DATI DI INGRESSO ->
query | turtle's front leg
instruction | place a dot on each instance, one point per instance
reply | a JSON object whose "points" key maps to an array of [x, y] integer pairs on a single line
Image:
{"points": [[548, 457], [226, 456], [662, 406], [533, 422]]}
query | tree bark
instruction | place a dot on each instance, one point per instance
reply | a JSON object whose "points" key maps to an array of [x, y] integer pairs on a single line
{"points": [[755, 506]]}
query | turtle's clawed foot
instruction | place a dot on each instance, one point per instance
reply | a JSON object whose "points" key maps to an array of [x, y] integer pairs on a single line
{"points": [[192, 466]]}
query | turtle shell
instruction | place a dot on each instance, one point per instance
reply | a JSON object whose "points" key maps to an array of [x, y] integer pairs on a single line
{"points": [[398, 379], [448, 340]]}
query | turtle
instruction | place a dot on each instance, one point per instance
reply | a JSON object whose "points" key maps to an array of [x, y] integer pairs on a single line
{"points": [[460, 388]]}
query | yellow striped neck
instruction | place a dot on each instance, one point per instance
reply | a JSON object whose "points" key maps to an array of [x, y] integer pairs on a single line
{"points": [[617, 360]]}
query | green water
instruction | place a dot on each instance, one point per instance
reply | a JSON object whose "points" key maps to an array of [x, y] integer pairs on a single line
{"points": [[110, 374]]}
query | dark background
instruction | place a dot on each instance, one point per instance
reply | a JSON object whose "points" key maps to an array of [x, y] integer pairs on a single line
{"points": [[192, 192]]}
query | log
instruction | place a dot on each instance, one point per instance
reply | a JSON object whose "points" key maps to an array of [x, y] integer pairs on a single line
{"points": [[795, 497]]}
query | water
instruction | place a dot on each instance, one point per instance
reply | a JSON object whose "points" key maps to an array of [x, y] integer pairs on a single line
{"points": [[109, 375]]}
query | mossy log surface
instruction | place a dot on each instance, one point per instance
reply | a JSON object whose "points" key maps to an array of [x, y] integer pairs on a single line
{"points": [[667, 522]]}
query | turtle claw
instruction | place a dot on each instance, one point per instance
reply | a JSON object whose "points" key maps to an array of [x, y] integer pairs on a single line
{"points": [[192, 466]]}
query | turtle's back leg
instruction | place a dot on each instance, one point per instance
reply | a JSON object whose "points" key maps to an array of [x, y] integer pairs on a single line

COSA FARE ->
Riscrivi le righe dell'elenco a partire da quella con "query | turtle's back leg" fino alla fine. Sostituisci "back leg" con "hind leg" e lascia invariato tutto il resto.

SOLUZIONE ->
query | turtle's hind leg
instruction | place a dot on each instance, one point per instance
reply | a JSON object whose "points" key maps to an array of [x, y] integer pairs on a single line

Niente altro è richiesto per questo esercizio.